Data listing:
..........
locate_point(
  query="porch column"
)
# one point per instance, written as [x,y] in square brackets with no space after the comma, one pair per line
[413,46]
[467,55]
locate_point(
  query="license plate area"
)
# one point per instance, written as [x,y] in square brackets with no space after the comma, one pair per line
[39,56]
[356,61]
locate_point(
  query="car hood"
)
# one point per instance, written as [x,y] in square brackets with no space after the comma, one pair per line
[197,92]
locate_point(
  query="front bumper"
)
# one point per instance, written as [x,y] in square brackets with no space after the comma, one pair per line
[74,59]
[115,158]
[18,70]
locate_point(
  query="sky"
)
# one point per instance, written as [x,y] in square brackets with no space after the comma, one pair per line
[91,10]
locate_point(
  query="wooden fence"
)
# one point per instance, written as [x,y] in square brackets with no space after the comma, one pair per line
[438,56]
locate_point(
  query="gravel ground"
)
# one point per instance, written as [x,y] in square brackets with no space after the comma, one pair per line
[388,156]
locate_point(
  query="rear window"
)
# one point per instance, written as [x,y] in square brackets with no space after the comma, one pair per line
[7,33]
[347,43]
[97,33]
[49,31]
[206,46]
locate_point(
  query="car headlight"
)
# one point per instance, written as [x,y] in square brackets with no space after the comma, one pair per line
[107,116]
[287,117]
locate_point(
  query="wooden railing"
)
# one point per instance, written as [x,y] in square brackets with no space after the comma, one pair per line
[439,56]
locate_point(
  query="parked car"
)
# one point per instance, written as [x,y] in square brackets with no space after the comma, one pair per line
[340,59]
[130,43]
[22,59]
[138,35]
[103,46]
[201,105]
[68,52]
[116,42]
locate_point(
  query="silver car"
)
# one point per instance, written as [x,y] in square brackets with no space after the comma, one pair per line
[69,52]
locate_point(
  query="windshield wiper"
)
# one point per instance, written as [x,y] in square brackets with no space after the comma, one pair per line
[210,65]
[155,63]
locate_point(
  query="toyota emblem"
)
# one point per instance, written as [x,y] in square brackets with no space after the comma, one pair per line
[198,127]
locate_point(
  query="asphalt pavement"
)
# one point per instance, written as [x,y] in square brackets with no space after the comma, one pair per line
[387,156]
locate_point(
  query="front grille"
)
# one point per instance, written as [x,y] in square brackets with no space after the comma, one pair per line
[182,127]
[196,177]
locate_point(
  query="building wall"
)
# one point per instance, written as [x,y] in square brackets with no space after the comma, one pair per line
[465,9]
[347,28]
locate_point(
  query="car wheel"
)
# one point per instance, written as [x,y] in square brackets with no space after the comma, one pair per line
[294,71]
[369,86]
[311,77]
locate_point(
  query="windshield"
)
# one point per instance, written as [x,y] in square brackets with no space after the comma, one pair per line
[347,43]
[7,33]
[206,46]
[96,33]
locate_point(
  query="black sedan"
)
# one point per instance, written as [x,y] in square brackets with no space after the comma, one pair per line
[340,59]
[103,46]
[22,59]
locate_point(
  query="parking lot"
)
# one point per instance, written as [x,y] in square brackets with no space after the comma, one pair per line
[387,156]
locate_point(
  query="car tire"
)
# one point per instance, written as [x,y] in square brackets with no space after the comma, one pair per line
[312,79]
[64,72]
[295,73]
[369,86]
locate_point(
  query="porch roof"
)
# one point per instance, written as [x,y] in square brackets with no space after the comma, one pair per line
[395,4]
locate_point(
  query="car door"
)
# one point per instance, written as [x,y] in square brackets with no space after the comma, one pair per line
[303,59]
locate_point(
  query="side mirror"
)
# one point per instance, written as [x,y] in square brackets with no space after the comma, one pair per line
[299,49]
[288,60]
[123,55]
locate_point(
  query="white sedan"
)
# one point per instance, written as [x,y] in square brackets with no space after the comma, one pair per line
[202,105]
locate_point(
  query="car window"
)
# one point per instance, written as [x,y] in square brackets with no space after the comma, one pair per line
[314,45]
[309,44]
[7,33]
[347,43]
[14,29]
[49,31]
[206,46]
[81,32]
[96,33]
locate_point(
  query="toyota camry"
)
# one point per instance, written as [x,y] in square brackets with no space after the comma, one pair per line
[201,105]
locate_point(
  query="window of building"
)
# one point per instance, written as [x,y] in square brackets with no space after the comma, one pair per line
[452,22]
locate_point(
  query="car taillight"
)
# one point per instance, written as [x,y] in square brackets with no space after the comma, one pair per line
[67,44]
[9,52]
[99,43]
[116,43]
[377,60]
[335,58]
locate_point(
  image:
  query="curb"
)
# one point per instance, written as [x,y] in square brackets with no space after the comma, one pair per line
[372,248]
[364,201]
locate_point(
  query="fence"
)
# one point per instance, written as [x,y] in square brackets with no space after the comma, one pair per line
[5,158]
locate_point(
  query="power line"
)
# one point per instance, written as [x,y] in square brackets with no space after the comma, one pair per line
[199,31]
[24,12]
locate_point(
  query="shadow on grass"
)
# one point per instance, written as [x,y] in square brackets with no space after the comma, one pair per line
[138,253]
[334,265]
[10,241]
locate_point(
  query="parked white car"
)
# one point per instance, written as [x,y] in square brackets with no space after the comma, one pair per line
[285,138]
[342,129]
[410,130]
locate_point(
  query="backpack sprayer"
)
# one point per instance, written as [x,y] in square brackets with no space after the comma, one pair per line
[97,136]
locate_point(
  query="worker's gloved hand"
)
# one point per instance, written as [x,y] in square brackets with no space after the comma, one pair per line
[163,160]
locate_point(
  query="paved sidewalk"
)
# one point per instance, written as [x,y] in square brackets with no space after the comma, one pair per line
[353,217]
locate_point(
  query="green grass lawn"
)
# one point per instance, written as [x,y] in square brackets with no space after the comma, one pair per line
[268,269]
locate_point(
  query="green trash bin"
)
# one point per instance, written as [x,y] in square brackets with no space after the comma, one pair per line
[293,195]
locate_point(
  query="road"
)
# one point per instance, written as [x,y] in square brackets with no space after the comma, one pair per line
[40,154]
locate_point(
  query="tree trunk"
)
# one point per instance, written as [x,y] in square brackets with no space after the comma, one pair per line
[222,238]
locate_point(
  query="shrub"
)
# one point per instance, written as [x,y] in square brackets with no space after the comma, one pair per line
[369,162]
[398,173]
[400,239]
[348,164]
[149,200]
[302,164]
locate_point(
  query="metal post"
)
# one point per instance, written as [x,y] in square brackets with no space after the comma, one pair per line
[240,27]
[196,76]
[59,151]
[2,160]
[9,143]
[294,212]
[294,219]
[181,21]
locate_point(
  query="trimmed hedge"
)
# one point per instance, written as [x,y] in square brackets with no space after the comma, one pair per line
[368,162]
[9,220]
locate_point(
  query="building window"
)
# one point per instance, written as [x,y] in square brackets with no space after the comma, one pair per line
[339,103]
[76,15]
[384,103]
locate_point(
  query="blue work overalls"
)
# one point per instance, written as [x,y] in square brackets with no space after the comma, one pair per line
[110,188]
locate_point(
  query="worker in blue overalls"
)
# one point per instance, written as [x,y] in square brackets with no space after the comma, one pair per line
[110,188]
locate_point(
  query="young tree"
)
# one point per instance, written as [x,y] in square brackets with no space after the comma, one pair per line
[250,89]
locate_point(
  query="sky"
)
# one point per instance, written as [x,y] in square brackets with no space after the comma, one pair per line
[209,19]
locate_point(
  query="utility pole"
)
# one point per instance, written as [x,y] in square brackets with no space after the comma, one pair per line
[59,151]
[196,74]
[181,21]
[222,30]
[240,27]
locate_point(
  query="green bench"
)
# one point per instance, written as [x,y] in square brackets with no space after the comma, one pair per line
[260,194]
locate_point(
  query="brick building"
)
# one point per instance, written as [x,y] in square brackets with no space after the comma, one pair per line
..........
◆ **WHAT IS NEEDED**
Restate every entry word for word.

◆ **OUTPUT OF THE EXERCISE**
locate_point(
  query="porch column"
)
# one point per instance, written as [x,y] in square brackets with no space after the comma, one pair per line
[413,46]
[467,55]
locate_point(
  query="license plate area"
)
# one point per instance, written as [x,y] in square brackets with no space after the comma, one pair per line
[39,56]
[356,61]
locate_point(
  query="car hood"
)
# one point per instance, written as [x,y] in square brackets with no space after the comma, one pair per line
[197,92]
locate_point(
  query="front bumper"
)
# one point per instance, written as [x,y] in square brackets with no space after the comma, one pair per line
[74,59]
[115,158]
[18,70]
locate_point(
  query="sky"
)
# one point per instance, written as [x,y] in square brackets with no space after the comma, one pair per line
[91,10]
locate_point(
  query="wooden fence"
)
# one point per instance, written as [x,y] in square brackets with no space after the comma, one pair per line
[438,56]
locate_point(
  query="gravel ground"
)
# one point per instance, written as [x,y] in square brackets with no space after the comma, one pair per line
[388,156]
locate_point(
  query="rear window"
)
# one point per instance, written as [x,y] in square brackets with no space after the comma, one pair per line
[7,33]
[347,43]
[97,33]
[49,31]
[206,46]
locate_point(
  query="car headlight"
)
# one point per instance, written as [x,y] in square brackets with no space after the comma, one pair per line
[107,116]
[287,117]
locate_point(
  query="wooden railing"
)
# one point per instance, written as [x,y] in square brackets with no space after the comma, one pair per line
[439,56]
locate_point(
  query="parked car"
)
# one point per instance, written as [x,y] in square brackets with no space after the comma, one pair per line
[340,59]
[130,43]
[22,59]
[138,35]
[103,46]
[201,105]
[68,52]
[116,42]
locate_point(
  query="silver car"
)
# one point per instance, written as [x,y] in square brackets with no space after the comma, one pair per line
[69,52]
locate_point(
  query="windshield wiper"
)
# one point per instance, written as [x,y] in square brackets with no space after the comma, one pair per line
[210,65]
[155,63]
locate_point(
  query="toyota emblem"
)
# one point per instance, written as [x,y] in square brackets with no space after the comma, one pair per line
[198,127]
locate_point(
  query="asphalt pavement"
)
# one point per instance, written as [x,y] in square brackets with no space after the comma, one pair per line
[387,156]
locate_point(
  query="front grille"
)
# one point per instance, written as [x,y] in square brackets with no space after the comma, one pair per line
[182,127]
[196,177]
locate_point(
  query="building wall"
)
# one point per instance, written as [x,y] in square brackets with no space after the comma, one pair per line
[465,9]
[347,28]
locate_point(
  query="car wheel"
)
# one point per instance, written as [x,y] in square brackets with no space after the comma, one pair per line
[294,71]
[369,86]
[311,77]
locate_point(
  query="windshield"
)
# one point per instance, written as [x,y] in square brackets with no space after the comma, one pair per line
[347,43]
[7,33]
[206,46]
[96,33]
locate_point(
  query="black sedan"
)
# one point per instance, written as [x,y] in square brackets with no space after the comma, one pair per line
[340,59]
[103,46]
[22,59]
locate_point(
  query="parking lot"
)
# one point per instance, written as [x,y] in square brackets with no space after the comma, one pair per line
[387,156]
locate_point(
  query="car tire"
)
# one point per instance, written as [x,y] in square brackets with no space after the comma, one pair per line
[312,79]
[64,72]
[295,73]
[369,86]
locate_point(
  query="porch roof"
)
# one point per instance, written as [x,y] in square brackets with no space after the comma, one pair per line
[395,4]
locate_point(
  query="car door"
)
# one point per instance, written as [x,y] in square brackets with no space after the comma, one pair per line
[303,59]
locate_point(
  query="side mirror"
)
# one point per instance, written as [x,y] in square brackets with no space after the comma, one pair per line
[299,49]
[288,60]
[123,55]
locate_point(
  query="white sedan"
)
# one point per instance, written as [x,y] in square brackets with no space after the comma, one pair per line
[202,105]
locate_point(
  query="car window"
)
# one point per instance, written as [x,y] in square brackets with no space after the comma, one pair per line
[314,45]
[309,44]
[7,33]
[347,43]
[14,29]
[49,31]
[206,46]
[81,32]
[96,33]
locate_point(
  query="toyota camry"
)
# one point per instance, written as [x,y] in square brackets with no space after the comma, one pair per line
[201,105]
locate_point(
  query="window of building"
)
# one point per instance, written as [x,y] in square brackets with no space after the comma, one pair per line
[452,22]
locate_point(
  query="car taillight"
)
# one point per instance, written as [x,y] in square brackets with no space after the comma, one pair per line
[67,44]
[9,52]
[99,43]
[116,43]
[377,60]
[335,58]
locate_point(
  image:
  query="curb"
)
# one point per instance, written as [x,y] in square brackets with no space after the comma, one pair per line
[372,248]
[364,201]
locate_point(
  query="fence"
)
# one point per instance, written as [x,y] in square brackets with no space after the comma, one pair per line
[5,158]
locate_point(
  query="power line"
)
# one point per instance, written as [x,y] in square brackets with no space after the comma, one pair per line
[199,31]
[24,12]
locate_point(
  query="shadow on grass"
)
# one point per instance, written as [x,y] in square brackets with no space after the comma, one pair per line
[138,253]
[334,265]
[10,241]
locate_point(
  query="parked white car"
)
# one point per instance, written as [x,y] in square brackets with no space after the comma, one pair per line
[285,138]
[342,129]
[410,130]
locate_point(
  query="backpack sprayer"
)
# one point per instance, written as [x,y] in square brackets with no space after the comma, one pair per line
[97,136]
locate_point(
  query="worker's gloved hand"
)
# one point per instance, written as [x,y] in square brackets with no space after the comma, one pair per line
[163,160]
locate_point(
  query="paved sidewalk"
)
# one point per instance, written as [x,y] in square brackets with no space after the comma, one pair per line
[353,217]
locate_point(
  query="green grass lawn"
)
# one point per instance, written as [x,y] in square brackets with no space after the comma, one pair per line
[268,269]
locate_point(
  query="green trash bin"
)
# one point per instance, written as [x,y] in square brackets with no space after the comma, one pair per line
[293,195]
locate_point(
  query="road"
)
# one point per instance, written as [x,y] in square brackets with no space after the comma, one pair per line
[40,154]
locate_point(
  query="tree trunk"
)
# one point per instance, written as [x,y] in square brackets with no space after the comma, one pair per line
[222,238]
locate_point(
  query="shrub"
)
# one point per instance, written as [x,y] in square brackets with no space after the comma, one pair per line
[369,162]
[398,173]
[400,239]
[348,164]
[149,200]
[302,164]
locate_point(
  query="metal post"
)
# one point per instance, written as [x,y] in square brackets with no space after the comma, one pair per line
[240,27]
[196,76]
[59,151]
[2,160]
[9,143]
[294,212]
[294,219]
[181,21]
locate_point(
  query="trimmed hedge"
)
# one point per instance, written as [x,y] in square brackets with no space after the comma, one pair per line
[368,162]
[9,220]
locate_point(
  query="building window"
)
# one point per instance, written as [x,y] in square brackets with no space after the comma, one pair per line
[339,103]
[76,15]
[384,103]
locate_point(
  query="blue work overalls"
)
# one point per instance, written as [x,y] in square brackets with no space after the comma, one pair per line
[110,188]
locate_point(
  query="worker in blue overalls"
)
# one point per instance, written as [x,y] in square brackets with no space after the comma, one pair per line
[110,188]
locate_point(
  query="young tree"
)
# one point per instance, written as [x,y] in square brackets with no space after the comma, one pair per line
[250,89]
locate_point(
  query="sky"
)
# one point per instance, written as [x,y] in square brackets with no space after the comma, one pair per line
[209,19]
locate_point(
  query="utility pole"
)
# one point per instance, written as [x,y] in square brackets with no space after the comma, one pair per line
[59,151]
[196,74]
[181,21]
[222,30]
[240,27]
locate_point(
  query="green bench"
)
# one point per instance, written as [x,y] in square brackets with no space after the comma, one pair per line
[260,194]
locate_point(
  query="brick building"
)
# one point per instance, written as [x,y] in square brackets with no space after the comma, one pair per line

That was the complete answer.